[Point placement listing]

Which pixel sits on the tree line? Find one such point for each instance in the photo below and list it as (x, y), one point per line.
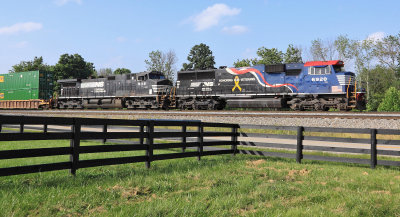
(375, 61)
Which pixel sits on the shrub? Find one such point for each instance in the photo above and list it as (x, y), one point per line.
(391, 101)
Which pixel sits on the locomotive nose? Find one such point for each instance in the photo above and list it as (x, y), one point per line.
(164, 82)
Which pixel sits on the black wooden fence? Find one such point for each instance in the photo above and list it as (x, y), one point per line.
(147, 134)
(299, 134)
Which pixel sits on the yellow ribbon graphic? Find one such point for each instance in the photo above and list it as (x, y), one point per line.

→ Task directions:
Reproduce verbatim the part of the listing that starts at the line containing "Which pixel sits on the shrub?" and runs through the end of the listing.

→ Written answer:
Which pixel sits on the shrub? Find one such point for each instance in the photo above and list it as (x, y), one point per line.
(391, 101)
Which pixel sits on the locomotive nose? Find one such point for each instance in the photo above and list it as (x, y), one point per line.
(164, 82)
Which pixel sits on the black wooden fence? Find one such point for each instance in the photo above and list it as (x, y), one point per line.
(147, 134)
(299, 134)
Which pixel sits on the yellow ribbon graphic? Find one such point for each instance in the photo above and list it as (x, y), one point per line.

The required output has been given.